::: Available data :::

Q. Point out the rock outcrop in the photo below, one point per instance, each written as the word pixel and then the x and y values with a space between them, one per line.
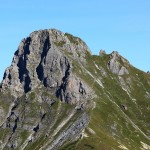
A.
pixel 56 95
pixel 116 64
pixel 42 59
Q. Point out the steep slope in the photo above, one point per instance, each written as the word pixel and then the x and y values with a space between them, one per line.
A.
pixel 56 95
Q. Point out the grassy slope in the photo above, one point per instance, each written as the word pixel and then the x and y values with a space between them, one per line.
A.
pixel 113 125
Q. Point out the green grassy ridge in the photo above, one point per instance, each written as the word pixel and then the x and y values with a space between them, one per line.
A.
pixel 99 116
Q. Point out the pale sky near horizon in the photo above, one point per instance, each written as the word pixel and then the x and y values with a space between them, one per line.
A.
pixel 120 25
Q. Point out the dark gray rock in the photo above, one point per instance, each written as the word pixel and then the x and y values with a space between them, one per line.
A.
pixel 115 66
pixel 43 59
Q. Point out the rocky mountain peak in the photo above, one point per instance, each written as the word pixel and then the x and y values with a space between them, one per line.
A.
pixel 43 59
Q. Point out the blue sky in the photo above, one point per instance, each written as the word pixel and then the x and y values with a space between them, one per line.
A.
pixel 121 25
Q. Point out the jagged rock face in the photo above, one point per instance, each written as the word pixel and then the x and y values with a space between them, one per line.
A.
pixel 115 66
pixel 66 98
pixel 41 60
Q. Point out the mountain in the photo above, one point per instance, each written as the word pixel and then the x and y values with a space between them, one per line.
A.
pixel 57 95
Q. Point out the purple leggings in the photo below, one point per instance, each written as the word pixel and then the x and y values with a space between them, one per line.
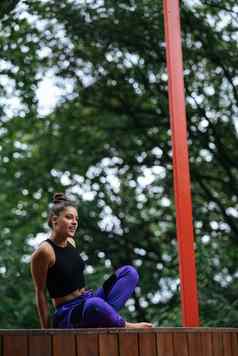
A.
pixel 100 308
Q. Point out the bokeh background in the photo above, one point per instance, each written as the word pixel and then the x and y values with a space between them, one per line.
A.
pixel 84 110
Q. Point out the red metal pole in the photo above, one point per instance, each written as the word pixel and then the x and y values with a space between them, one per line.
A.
pixel 187 269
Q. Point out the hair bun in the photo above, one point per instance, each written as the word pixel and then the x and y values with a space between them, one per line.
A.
pixel 59 197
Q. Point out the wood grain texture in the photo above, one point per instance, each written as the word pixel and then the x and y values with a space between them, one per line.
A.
pixel 180 344
pixel 64 345
pixel 108 345
pixel 147 344
pixel 87 345
pixel 165 344
pixel 39 345
pixel 194 344
pixel 217 344
pixel 206 342
pixel 128 344
pixel 234 343
pixel 15 345
pixel 227 345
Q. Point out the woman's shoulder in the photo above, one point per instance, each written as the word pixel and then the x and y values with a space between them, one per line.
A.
pixel 71 241
pixel 44 250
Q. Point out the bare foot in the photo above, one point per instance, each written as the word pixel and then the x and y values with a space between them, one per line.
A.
pixel 138 325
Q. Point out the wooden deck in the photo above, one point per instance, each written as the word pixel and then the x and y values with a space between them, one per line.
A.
pixel 120 342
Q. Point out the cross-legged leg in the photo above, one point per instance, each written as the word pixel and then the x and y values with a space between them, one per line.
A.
pixel 119 287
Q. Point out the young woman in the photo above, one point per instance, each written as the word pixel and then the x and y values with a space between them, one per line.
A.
pixel 57 266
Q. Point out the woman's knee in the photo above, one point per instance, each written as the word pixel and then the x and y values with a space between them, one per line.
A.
pixel 130 272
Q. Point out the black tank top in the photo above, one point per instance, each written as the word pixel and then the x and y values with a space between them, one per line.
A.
pixel 66 275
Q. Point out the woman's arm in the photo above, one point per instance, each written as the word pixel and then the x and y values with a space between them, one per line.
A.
pixel 39 266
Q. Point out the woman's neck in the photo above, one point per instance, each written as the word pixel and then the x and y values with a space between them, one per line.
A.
pixel 59 240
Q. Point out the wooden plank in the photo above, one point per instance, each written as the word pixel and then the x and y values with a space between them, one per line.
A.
pixel 234 343
pixel 87 345
pixel 64 345
pixel 147 344
pixel 180 344
pixel 14 345
pixel 39 345
pixel 217 344
pixel 108 345
pixel 227 344
pixel 128 344
pixel 165 344
pixel 194 344
pixel 206 342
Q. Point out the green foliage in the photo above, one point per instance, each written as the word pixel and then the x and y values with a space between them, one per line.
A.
pixel 107 144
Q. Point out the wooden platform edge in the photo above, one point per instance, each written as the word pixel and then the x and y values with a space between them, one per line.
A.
pixel 117 330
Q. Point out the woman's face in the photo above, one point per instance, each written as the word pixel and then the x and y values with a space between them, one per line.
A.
pixel 66 223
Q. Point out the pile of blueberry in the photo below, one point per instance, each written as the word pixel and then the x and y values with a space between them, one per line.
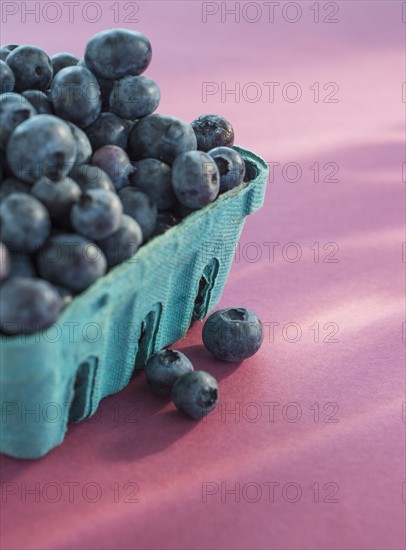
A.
pixel 89 173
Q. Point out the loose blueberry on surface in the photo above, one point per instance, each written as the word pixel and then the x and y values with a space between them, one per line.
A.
pixel 141 208
pixel 153 177
pixel 195 179
pixel 233 334
pixel 164 368
pixel 91 177
pixel 195 393
pixel 133 97
pixel 231 166
pixel 24 223
pixel 71 261
pixel 115 162
pixel 212 131
pixel 162 137
pixel 41 145
pixel 32 68
pixel 7 79
pixel 115 53
pixel 122 244
pixel 28 305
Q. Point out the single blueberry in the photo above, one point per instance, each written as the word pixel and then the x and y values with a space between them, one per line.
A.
pixel 108 129
pixel 212 131
pixel 133 97
pixel 63 59
pixel 195 179
pixel 115 53
pixel 233 334
pixel 231 166
pixel 122 244
pixel 97 214
pixel 58 197
pixel 14 109
pixel 41 145
pixel 195 393
pixel 115 162
pixel 91 177
pixel 141 207
pixel 164 368
pixel 40 101
pixel 28 305
pixel 32 68
pixel 7 79
pixel 24 223
pixel 75 94
pixel 153 177
pixel 71 261
pixel 162 137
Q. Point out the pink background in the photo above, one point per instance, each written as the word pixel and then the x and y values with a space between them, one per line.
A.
pixel 138 438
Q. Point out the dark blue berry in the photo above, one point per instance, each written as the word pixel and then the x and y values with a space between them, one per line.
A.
pixel 153 177
pixel 133 97
pixel 162 137
pixel 41 145
pixel 7 79
pixel 212 131
pixel 97 214
pixel 71 261
pixel 122 244
pixel 233 334
pixel 195 179
pixel 24 223
pixel 231 166
pixel 115 53
pixel 141 207
pixel 195 393
pixel 115 162
pixel 28 305
pixel 75 94
pixel 164 368
pixel 32 68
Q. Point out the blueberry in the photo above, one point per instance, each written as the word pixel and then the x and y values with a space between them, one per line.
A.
pixel 153 177
pixel 28 305
pixel 115 53
pixel 195 179
pixel 83 145
pixel 32 68
pixel 14 109
pixel 108 129
pixel 24 223
pixel 233 334
pixel 75 94
pixel 71 261
pixel 133 97
pixel 141 207
pixel 115 162
pixel 40 101
pixel 13 185
pixel 122 244
pixel 41 145
pixel 4 262
pixel 91 177
pixel 162 137
pixel 212 131
pixel 195 393
pixel 7 79
pixel 231 166
pixel 63 59
pixel 164 368
pixel 97 214
pixel 58 197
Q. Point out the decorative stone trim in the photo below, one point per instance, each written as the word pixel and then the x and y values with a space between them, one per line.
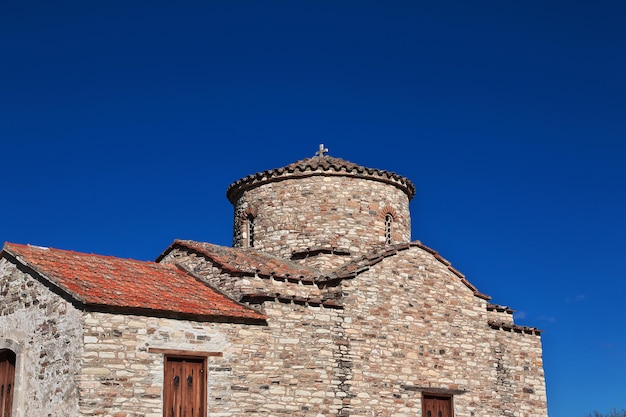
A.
pixel 297 254
pixel 433 390
pixel 319 165
pixel 261 297
pixel 498 325
pixel 186 353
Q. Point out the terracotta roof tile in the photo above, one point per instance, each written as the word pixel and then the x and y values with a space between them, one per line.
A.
pixel 95 280
pixel 324 165
pixel 247 261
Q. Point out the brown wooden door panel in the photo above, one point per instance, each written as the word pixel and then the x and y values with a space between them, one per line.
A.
pixel 184 388
pixel 7 382
pixel 436 406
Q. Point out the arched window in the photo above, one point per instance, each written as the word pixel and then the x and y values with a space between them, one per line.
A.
pixel 388 224
pixel 7 381
pixel 250 221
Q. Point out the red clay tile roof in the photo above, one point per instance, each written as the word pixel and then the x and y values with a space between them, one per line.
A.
pixel 252 262
pixel 246 261
pixel 106 281
pixel 325 165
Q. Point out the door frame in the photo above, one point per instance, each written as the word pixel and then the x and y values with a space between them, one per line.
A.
pixel 448 397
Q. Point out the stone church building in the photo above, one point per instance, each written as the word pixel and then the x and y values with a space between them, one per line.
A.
pixel 323 306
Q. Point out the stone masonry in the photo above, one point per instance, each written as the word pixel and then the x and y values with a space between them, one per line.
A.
pixel 358 321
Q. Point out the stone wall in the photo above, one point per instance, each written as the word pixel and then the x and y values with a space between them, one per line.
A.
pixel 45 333
pixel 279 369
pixel 414 327
pixel 408 326
pixel 348 213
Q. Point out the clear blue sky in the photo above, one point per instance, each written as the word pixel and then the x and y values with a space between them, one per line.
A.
pixel 122 123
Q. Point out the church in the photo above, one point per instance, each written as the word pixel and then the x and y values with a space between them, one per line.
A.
pixel 322 307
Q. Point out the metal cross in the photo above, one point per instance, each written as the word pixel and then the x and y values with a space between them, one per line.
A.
pixel 321 151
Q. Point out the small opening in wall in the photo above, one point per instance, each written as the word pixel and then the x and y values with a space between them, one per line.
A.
pixel 250 220
pixel 388 224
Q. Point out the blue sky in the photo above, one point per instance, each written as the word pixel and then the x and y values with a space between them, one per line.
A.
pixel 123 123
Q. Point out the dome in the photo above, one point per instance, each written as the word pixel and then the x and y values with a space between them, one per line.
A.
pixel 320 209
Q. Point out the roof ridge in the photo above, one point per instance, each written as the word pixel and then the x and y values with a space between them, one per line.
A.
pixel 120 284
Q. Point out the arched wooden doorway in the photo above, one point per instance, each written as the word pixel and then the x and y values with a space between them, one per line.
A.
pixel 7 381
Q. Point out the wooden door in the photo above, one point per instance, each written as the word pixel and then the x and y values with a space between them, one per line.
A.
pixel 436 406
pixel 184 388
pixel 7 382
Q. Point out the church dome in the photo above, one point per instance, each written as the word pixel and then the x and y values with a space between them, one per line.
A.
pixel 320 205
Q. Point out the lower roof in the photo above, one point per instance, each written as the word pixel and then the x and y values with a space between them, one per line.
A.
pixel 110 283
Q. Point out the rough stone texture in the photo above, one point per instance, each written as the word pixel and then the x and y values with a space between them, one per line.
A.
pixel 368 335
pixel 408 326
pixel 322 212
pixel 44 331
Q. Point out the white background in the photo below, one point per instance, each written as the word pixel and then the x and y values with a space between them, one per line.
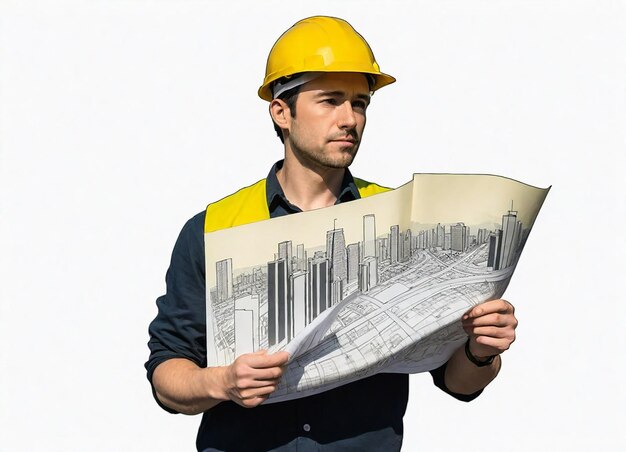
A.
pixel 121 119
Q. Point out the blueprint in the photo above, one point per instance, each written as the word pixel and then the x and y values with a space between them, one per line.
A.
pixel 375 285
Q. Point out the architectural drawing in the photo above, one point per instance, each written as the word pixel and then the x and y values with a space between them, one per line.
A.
pixel 382 292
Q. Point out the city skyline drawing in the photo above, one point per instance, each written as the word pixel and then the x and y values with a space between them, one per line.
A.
pixel 346 309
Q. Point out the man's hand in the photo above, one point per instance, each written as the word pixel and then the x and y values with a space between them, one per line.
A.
pixel 491 328
pixel 253 377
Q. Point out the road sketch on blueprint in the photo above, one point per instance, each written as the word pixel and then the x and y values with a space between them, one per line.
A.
pixel 374 285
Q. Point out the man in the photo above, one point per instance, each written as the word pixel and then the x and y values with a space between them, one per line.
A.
pixel 319 80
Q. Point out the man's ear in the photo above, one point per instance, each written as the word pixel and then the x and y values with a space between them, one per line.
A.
pixel 281 115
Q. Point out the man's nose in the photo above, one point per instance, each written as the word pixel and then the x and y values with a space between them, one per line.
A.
pixel 347 118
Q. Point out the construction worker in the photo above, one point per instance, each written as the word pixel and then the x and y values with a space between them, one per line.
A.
pixel 319 80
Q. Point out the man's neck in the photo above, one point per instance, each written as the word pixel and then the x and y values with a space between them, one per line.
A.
pixel 310 188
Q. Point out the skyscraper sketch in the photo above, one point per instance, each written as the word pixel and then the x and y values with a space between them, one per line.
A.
pixel 291 293
pixel 374 285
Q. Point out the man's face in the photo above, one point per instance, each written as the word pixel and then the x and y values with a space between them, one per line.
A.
pixel 329 121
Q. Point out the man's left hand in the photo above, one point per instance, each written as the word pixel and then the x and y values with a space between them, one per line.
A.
pixel 490 327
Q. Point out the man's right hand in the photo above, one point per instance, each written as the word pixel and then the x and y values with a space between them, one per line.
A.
pixel 252 377
pixel 183 386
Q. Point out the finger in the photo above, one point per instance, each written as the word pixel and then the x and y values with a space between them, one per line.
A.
pixel 251 393
pixel 260 361
pixel 498 344
pixel 494 319
pixel 489 307
pixel 491 331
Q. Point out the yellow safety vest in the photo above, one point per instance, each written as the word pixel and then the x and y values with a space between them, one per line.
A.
pixel 250 204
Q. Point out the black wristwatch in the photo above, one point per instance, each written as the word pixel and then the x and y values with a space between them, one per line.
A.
pixel 475 360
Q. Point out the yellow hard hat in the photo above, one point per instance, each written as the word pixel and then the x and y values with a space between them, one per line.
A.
pixel 320 44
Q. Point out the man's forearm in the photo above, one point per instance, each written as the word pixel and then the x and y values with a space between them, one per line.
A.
pixel 464 377
pixel 183 386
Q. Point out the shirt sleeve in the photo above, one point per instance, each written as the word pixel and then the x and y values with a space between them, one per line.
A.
pixel 438 375
pixel 179 329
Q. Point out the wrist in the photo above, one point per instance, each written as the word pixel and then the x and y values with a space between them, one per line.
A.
pixel 478 361
pixel 212 383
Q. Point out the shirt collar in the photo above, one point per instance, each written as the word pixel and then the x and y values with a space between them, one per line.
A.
pixel 276 196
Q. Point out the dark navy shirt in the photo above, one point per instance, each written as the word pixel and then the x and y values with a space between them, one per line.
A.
pixel 364 415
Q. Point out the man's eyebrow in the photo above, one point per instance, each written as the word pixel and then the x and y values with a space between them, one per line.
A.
pixel 365 97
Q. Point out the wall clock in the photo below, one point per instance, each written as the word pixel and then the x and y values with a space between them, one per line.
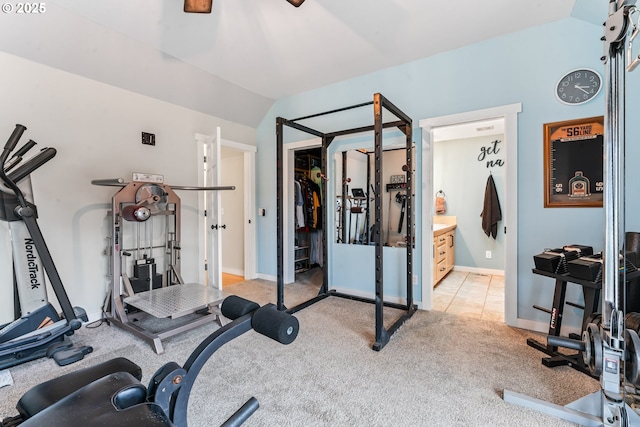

:::

_What the task asks_: Copy every line of the entries in which "blueprint" can be found.

_Your response_:
Q. Point out the blueprint in the photo above, one point per instance, each written as the word pixel and then the x and y values with a space between them, one per line.
Q. Point out the road sketch on blueprint in the photo above, one point per instance, each written as the word pixel and then the x and y values with a space between them, one per line.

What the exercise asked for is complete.